◆ Data provided ◆
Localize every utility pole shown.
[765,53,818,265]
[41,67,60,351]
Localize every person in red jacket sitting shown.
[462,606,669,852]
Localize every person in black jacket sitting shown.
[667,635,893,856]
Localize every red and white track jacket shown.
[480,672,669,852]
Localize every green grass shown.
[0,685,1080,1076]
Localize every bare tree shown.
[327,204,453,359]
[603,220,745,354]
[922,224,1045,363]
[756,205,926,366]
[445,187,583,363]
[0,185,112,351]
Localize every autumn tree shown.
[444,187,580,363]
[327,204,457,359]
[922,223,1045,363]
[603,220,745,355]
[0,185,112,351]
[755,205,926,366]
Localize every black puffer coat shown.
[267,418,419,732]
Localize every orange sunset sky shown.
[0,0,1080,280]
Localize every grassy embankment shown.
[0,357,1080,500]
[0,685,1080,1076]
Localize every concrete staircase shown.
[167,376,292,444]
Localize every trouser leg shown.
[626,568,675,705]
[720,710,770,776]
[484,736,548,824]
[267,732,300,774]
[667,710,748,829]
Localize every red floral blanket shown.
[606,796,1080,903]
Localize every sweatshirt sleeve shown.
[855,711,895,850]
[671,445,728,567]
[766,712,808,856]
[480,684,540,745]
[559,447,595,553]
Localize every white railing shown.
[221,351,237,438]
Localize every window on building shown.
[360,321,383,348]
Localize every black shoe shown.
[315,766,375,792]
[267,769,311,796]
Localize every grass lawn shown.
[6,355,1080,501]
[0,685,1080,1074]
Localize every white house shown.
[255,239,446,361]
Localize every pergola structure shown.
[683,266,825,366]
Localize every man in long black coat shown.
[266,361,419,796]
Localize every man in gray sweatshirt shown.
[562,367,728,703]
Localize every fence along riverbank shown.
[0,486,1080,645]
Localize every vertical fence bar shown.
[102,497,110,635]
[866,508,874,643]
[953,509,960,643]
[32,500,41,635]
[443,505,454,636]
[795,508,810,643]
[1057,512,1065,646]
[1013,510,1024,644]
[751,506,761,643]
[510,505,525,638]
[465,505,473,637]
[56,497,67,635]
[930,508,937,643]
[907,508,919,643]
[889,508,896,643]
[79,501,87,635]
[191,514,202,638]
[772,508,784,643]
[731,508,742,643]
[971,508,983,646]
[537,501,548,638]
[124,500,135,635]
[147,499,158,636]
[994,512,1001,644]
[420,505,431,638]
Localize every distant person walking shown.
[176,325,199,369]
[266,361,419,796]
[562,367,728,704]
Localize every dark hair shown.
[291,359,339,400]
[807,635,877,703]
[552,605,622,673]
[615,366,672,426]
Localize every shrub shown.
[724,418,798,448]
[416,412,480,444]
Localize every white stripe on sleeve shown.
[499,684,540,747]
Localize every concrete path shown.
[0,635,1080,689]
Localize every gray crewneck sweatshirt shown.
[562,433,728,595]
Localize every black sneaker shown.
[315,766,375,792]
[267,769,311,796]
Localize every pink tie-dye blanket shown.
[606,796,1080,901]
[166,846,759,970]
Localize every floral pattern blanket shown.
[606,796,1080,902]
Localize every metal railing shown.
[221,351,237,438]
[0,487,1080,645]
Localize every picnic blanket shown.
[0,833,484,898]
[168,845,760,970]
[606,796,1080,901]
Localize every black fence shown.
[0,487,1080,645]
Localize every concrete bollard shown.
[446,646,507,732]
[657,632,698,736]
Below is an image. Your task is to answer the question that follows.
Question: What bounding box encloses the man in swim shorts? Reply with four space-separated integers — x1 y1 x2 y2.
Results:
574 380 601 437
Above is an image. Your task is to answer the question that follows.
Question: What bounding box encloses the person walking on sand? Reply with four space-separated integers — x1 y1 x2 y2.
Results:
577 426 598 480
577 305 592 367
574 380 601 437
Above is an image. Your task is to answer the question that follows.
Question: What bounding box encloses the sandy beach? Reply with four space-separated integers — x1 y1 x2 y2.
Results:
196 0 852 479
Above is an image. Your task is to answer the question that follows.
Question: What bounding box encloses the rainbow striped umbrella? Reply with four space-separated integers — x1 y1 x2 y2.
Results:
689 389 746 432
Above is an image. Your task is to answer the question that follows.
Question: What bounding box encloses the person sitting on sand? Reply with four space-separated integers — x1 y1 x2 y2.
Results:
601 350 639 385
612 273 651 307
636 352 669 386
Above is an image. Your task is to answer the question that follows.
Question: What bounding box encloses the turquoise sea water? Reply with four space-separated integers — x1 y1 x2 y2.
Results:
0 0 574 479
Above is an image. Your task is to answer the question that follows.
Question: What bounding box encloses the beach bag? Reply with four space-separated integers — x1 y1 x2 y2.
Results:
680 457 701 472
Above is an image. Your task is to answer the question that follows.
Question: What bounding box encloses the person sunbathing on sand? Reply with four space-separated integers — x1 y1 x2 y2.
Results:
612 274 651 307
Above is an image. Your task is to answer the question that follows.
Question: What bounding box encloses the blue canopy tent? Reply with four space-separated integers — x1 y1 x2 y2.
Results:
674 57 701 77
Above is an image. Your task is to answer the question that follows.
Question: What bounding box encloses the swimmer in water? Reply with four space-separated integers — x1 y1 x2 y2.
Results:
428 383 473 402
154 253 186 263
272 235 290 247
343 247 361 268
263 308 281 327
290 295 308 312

◆ What is asked ◆
Scale the data from the line containing "Localize every grass lawn shown." down to the line containing "[615,366,672,426]", both included, and write all of those lines out again with their requests. Multiply every bounding-box coordinate in the answers by 1.3 and round to whole numbers, with halves rounded up.

◆ Reply ◆
Localize every grass lawn shown.
[8,462,1404,651]
[0,891,1404,1396]
Localize every white house shown.
[332,311,580,469]
Localize every pergola structure shown.
[888,346,1073,476]
Localize every man in long black coat shown.
[346,469,545,1035]
Localize every man in gray sweatshirt shown.
[731,477,946,914]
Localize every fence along riverbank shown.
[0,632,1404,839]
Localize every vertical fence bar shown.
[133,646,143,826]
[1126,660,1136,836]
[1239,662,1248,836]
[42,650,53,826]
[576,657,590,827]
[1034,660,1053,836]
[1374,666,1385,840]
[1317,663,1331,837]
[976,658,989,836]
[663,657,683,829]
[605,657,615,828]
[73,646,87,826]
[1209,660,1218,836]
[1179,660,1195,836]
[1156,660,1165,836]
[103,651,113,826]
[248,668,263,829]
[1004,660,1019,836]
[950,660,965,836]
[1262,660,1278,840]
[698,651,712,829]
[161,650,176,826]
[191,649,205,827]
[1292,666,1301,837]
[546,657,560,829]
Localize every distant person walking shown.
[229,423,259,480]
[346,469,545,1035]
[731,477,946,915]
Localize every dark hair shown.
[378,467,441,520]
[1049,826,1140,914]
[718,787,809,875]
[800,476,874,554]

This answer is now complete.